Excerpt to read:
-- Opening Marker --

LPI report finds clinical support and access to subject-area training are important to teacher preparedness

A recent report from The Learning Policy Institute (LPI), Educating Teachers in California: What Matters for Teacher Preparedness?, explores the survey responses of nearly 60,000 individuals who completed teacher preparation programs (TPP) and applied for their primary teaching credentials between 2016–17 and 2020–21.

More than 90 percent of survey respondents rated their programs positively, LPI found. The state is also seeing an increasingly large and diverse pool of graduates from TPPs.

In the last decade, the standards for teacher preparation and credentialing in California have been revised with investments made in high-retention pathways for those interested in entering the field. With the new accreditation system, the California Commission on Teacher Credentialing collects feedback from those who successfully finish a program and are in pursuit of a preliminary teaching credential.

According to the report, California has three main pathways for aspiring teachers: completing a preservice TPP with supervised student teaching or residency under the direction of a cooperating or mentor teacher prior to working as a teacher of record; taking part in an internship program where candidates who have demonstrated subject matter competency complete their preparation program while working as a teacher of record; or obtaining an emergency-style permit and starting to teach in a district that can’t fill its vacancy with a fully credential teacher while also enrolling in a TPP to gain a credential. The state offers preliminary credentials for multiple and single subject teachers as well as for education specialists.

Having high-quality opportunities for teacher preparation is key to ensuring a stable educator workforce.

The teacher shortage became apparent in 2015 after a long period of declining enrollment in TPPs and, “in 2016–17, the number of substandard credentials issued in the state outpaced the number of new preliminary credentials issued to teachers prepared in California TPPs,” according to the report.

Sizeable investments in new program models like teacher residencies and service scholarships have been made since then and data suggests that they are paying off.

Per the CTC’s California Educator Supply dashboard, there was a 35 percent increase in the number of California TPP completers applying for a new preliminary teaching credential from 2016–17 to 2020–21 — a jump of 12,245 to 16,554 completers, respectively.

“The number of preliminary teaching credentials issued by the CTC has been increasing since 2016–17,” according to the report. “In the two years following 2018–19, when many of the new state investments were beginning to be implemented, the number of fully prepared new entrants increased by about 3,300, while the number of emergency-style permits decreased by about 2,500.”

-- Closing Marker --

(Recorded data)
-- Opening Marker --

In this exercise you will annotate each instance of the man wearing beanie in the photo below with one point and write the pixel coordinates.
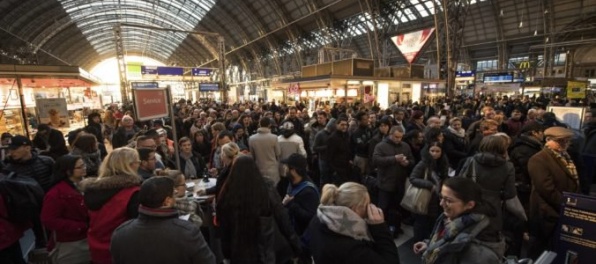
(158, 235)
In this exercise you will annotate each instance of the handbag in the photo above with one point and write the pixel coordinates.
(416, 199)
(75, 252)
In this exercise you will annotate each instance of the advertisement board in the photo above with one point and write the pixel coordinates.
(52, 111)
(150, 103)
(576, 231)
(410, 44)
(208, 87)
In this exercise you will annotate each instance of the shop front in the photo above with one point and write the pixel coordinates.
(56, 95)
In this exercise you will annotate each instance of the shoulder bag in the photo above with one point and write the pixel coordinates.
(416, 199)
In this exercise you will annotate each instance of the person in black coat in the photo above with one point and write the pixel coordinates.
(50, 142)
(529, 142)
(339, 233)
(338, 152)
(455, 143)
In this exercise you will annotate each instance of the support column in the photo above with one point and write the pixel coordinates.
(121, 63)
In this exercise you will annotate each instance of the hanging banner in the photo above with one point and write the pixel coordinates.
(150, 103)
(52, 111)
(576, 231)
(576, 90)
(294, 88)
(410, 44)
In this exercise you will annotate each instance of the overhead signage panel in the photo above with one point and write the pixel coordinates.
(410, 44)
(201, 72)
(144, 85)
(208, 87)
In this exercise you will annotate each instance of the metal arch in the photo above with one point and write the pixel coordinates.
(104, 12)
(236, 24)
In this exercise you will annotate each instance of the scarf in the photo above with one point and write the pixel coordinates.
(344, 221)
(460, 133)
(446, 232)
(565, 159)
(189, 169)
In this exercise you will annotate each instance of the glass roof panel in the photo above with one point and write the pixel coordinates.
(95, 17)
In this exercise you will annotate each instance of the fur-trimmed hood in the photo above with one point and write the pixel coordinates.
(99, 191)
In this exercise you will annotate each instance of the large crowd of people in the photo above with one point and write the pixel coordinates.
(295, 186)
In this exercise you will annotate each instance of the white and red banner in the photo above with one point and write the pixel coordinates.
(150, 103)
(294, 88)
(410, 44)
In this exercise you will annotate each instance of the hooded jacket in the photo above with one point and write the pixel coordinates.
(523, 149)
(389, 171)
(496, 177)
(111, 201)
(38, 167)
(338, 235)
(461, 242)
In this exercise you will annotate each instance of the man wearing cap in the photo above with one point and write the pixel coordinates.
(50, 141)
(158, 232)
(302, 198)
(552, 172)
(6, 137)
(26, 162)
(528, 143)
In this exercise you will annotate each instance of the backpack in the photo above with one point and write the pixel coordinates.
(23, 196)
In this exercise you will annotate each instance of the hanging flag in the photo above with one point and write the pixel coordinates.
(410, 44)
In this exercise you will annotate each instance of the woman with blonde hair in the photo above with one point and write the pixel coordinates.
(229, 152)
(185, 205)
(349, 229)
(112, 199)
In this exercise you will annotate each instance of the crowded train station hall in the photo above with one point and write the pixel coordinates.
(297, 131)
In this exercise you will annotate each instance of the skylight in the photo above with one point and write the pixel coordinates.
(96, 18)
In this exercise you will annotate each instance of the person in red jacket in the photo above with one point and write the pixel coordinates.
(112, 199)
(10, 233)
(65, 214)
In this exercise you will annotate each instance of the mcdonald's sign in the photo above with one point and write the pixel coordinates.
(524, 65)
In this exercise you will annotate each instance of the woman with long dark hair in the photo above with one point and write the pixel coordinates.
(201, 145)
(65, 214)
(429, 174)
(460, 234)
(248, 211)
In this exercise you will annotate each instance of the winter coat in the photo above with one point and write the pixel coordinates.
(38, 167)
(272, 244)
(303, 207)
(357, 242)
(523, 149)
(266, 152)
(359, 141)
(389, 172)
(111, 201)
(53, 142)
(159, 236)
(65, 213)
(433, 179)
(496, 177)
(550, 179)
(10, 232)
(92, 161)
(121, 138)
(197, 161)
(462, 244)
(590, 141)
(455, 147)
(339, 155)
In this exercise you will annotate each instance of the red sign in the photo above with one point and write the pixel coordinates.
(410, 44)
(150, 103)
(294, 88)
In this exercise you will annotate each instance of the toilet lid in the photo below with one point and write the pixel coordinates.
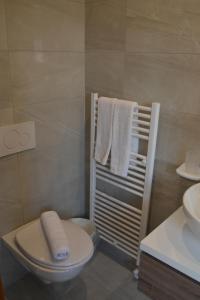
(32, 242)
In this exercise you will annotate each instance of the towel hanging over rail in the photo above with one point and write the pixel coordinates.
(114, 126)
(119, 223)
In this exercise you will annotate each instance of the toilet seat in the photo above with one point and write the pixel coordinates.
(32, 243)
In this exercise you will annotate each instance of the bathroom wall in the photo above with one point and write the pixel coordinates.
(149, 51)
(42, 62)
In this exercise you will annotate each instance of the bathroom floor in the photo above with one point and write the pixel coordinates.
(103, 278)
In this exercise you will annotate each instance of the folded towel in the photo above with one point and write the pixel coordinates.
(104, 129)
(55, 235)
(122, 140)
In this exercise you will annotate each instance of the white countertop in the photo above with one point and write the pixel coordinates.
(174, 244)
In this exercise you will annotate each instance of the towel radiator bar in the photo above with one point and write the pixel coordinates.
(119, 223)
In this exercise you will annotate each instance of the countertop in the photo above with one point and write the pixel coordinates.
(173, 243)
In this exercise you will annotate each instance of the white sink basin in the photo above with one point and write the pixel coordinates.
(191, 208)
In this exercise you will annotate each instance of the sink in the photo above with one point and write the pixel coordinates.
(191, 208)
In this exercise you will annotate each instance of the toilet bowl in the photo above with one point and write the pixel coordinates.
(29, 246)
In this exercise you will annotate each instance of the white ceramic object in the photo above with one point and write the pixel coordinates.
(173, 243)
(29, 246)
(181, 171)
(191, 208)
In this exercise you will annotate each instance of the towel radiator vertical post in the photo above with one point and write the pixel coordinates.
(119, 223)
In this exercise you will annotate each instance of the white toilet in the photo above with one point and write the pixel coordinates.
(29, 246)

-- Closing Marker --

Exercise directions:
Continue the article on California teacher preparedness from the point where it stops.

Written answer:
From 2016–17 to 2020–21, the percent of program completers with more in-depth preservice preparation, like involvement in student teaching and residency programs, increased by 53 percent. The number of Latino/a candidates more than double in the time period from 2,492 to 5,292. In 2020– 21, the number of survey respondents who identified themselves as teachers of color was 53 percent, compared to 39 percent in 2016–17. On a national level, 27 percent of recent program completers identified themselves as a person of color.

In California, roughly 80 institutions of higher education and 25 local educational agencies have their own preparation programs. Ten percent of those surveyed in 2020–21 reported participation in teacher residencies and 60 percent of those residency completers were teachers of color, according to the report. The residencies are run by institutions of higher education in partnership with LEAs and offer a full school year of subsidized clinical training while candidates complete their credential coursework. Additionally, 61 percent of survey respondents said they had participated in student teaching programs and 25 percent had taken part in internships.


Overall, “Clinical support and access to subject-area preparation are strong predictors of overall feelings of preparedness. Graduates of new preservice residencies and student teaching programs report feeling better prepared than those entering as interns or on emergency-style permits,” the report found. “However, access to higher-rated programs offering more clinical support varies, with half of Black and Native American candidates, as well as most special education candidates, entering without access to student teaching.”

Considerations for policymakers and practitioners suggested by LPI include:

  • Continuing to grow and improve access to high-quality preparation experiences and pathways, particularly for education specialists and historically underserved candidates of color.
  • Increasing opportunities for teacher candidates to learn how to work with families and support the needs of English learners and students with disabilities by deepening coursework and clinical learning opportunities, supporting TPPs in redesigning their programs, and expanding access to dual credential programs.
  • Strengthening access to high-quality preparation by improving the quality of all pathways through the implementation and enforcement of CTC’s new accreditation framework.
  • Supporting TPPs in using their survey data for continuous improvement.